▸ **WORK TO BE COMPLETED**: Begin your transcription at the line containing "Query: pebble" and continue it, word for word, to the final line below. Include only those lines and skip the pictures.

*** Opening of GIVEN RECORDS ***

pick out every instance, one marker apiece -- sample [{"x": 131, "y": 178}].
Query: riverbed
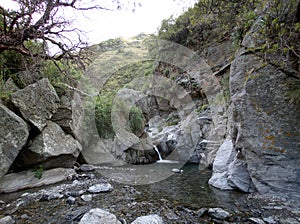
[{"x": 181, "y": 197}]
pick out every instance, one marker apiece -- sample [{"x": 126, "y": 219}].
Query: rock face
[
  {"x": 53, "y": 148},
  {"x": 26, "y": 179},
  {"x": 37, "y": 102},
  {"x": 97, "y": 215},
  {"x": 264, "y": 124},
  {"x": 13, "y": 136},
  {"x": 229, "y": 171}
]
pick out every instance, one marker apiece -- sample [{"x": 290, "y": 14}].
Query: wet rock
[
  {"x": 86, "y": 168},
  {"x": 97, "y": 215},
  {"x": 13, "y": 136},
  {"x": 7, "y": 220},
  {"x": 218, "y": 213},
  {"x": 256, "y": 221},
  {"x": 270, "y": 220},
  {"x": 71, "y": 200},
  {"x": 37, "y": 102},
  {"x": 175, "y": 170},
  {"x": 76, "y": 215},
  {"x": 149, "y": 219},
  {"x": 53, "y": 148},
  {"x": 201, "y": 212},
  {"x": 99, "y": 188},
  {"x": 51, "y": 196},
  {"x": 74, "y": 193},
  {"x": 230, "y": 172},
  {"x": 87, "y": 197},
  {"x": 26, "y": 179}
]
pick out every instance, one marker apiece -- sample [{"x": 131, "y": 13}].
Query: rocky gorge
[{"x": 220, "y": 118}]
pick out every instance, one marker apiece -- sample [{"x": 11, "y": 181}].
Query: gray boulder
[
  {"x": 7, "y": 220},
  {"x": 27, "y": 179},
  {"x": 264, "y": 124},
  {"x": 13, "y": 136},
  {"x": 149, "y": 219},
  {"x": 230, "y": 171},
  {"x": 37, "y": 102},
  {"x": 218, "y": 213},
  {"x": 69, "y": 111},
  {"x": 52, "y": 148},
  {"x": 97, "y": 215}
]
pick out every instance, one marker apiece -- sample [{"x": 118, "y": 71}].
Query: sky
[{"x": 100, "y": 25}]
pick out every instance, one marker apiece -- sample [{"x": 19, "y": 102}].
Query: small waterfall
[{"x": 158, "y": 153}]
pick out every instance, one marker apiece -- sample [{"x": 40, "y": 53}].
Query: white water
[
  {"x": 158, "y": 153},
  {"x": 161, "y": 160}
]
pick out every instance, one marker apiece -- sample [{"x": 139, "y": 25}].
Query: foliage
[{"x": 136, "y": 120}]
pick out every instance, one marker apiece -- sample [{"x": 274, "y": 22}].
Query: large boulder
[
  {"x": 230, "y": 170},
  {"x": 13, "y": 136},
  {"x": 37, "y": 102},
  {"x": 97, "y": 215},
  {"x": 52, "y": 148},
  {"x": 70, "y": 109},
  {"x": 264, "y": 123}
]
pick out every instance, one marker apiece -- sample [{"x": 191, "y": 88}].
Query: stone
[
  {"x": 37, "y": 102},
  {"x": 7, "y": 220},
  {"x": 175, "y": 170},
  {"x": 202, "y": 211},
  {"x": 69, "y": 111},
  {"x": 256, "y": 220},
  {"x": 13, "y": 136},
  {"x": 264, "y": 124},
  {"x": 99, "y": 188},
  {"x": 87, "y": 168},
  {"x": 230, "y": 172},
  {"x": 52, "y": 148},
  {"x": 149, "y": 219},
  {"x": 224, "y": 157},
  {"x": 97, "y": 215},
  {"x": 71, "y": 200},
  {"x": 87, "y": 197},
  {"x": 218, "y": 213},
  {"x": 26, "y": 179}
]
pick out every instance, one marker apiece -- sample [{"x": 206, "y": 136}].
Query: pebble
[
  {"x": 87, "y": 168},
  {"x": 7, "y": 220},
  {"x": 218, "y": 213},
  {"x": 201, "y": 212},
  {"x": 87, "y": 197},
  {"x": 177, "y": 170},
  {"x": 71, "y": 200},
  {"x": 256, "y": 221},
  {"x": 98, "y": 188}
]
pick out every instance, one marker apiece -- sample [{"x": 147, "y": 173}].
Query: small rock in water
[
  {"x": 97, "y": 215},
  {"x": 74, "y": 193},
  {"x": 218, "y": 213},
  {"x": 87, "y": 168},
  {"x": 71, "y": 200},
  {"x": 149, "y": 219},
  {"x": 256, "y": 221},
  {"x": 201, "y": 212},
  {"x": 269, "y": 220},
  {"x": 87, "y": 197},
  {"x": 177, "y": 170},
  {"x": 98, "y": 188},
  {"x": 7, "y": 220}
]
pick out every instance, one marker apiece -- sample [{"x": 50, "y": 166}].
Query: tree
[{"x": 41, "y": 21}]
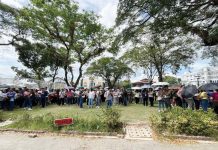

*** Close of GIVEN RECORDS ***

▸ **YOUR RESPONSE**:
Query: pebble
[
  {"x": 87, "y": 168},
  {"x": 7, "y": 220},
  {"x": 218, "y": 213},
  {"x": 201, "y": 212},
  {"x": 87, "y": 197},
  {"x": 177, "y": 170},
  {"x": 71, "y": 200},
  {"x": 256, "y": 221},
  {"x": 98, "y": 188}
]
pick out every instance, one marker apiece -- sample [{"x": 147, "y": 173}].
Query: small rock in water
[
  {"x": 97, "y": 215},
  {"x": 74, "y": 193},
  {"x": 218, "y": 213},
  {"x": 87, "y": 168},
  {"x": 71, "y": 200},
  {"x": 149, "y": 219},
  {"x": 256, "y": 221},
  {"x": 201, "y": 212},
  {"x": 269, "y": 220},
  {"x": 87, "y": 197},
  {"x": 177, "y": 170},
  {"x": 98, "y": 188},
  {"x": 7, "y": 220}
]
pick out every instance, one marker apiece -- sample [{"x": 50, "y": 166}].
Query: tree
[{"x": 41, "y": 21}]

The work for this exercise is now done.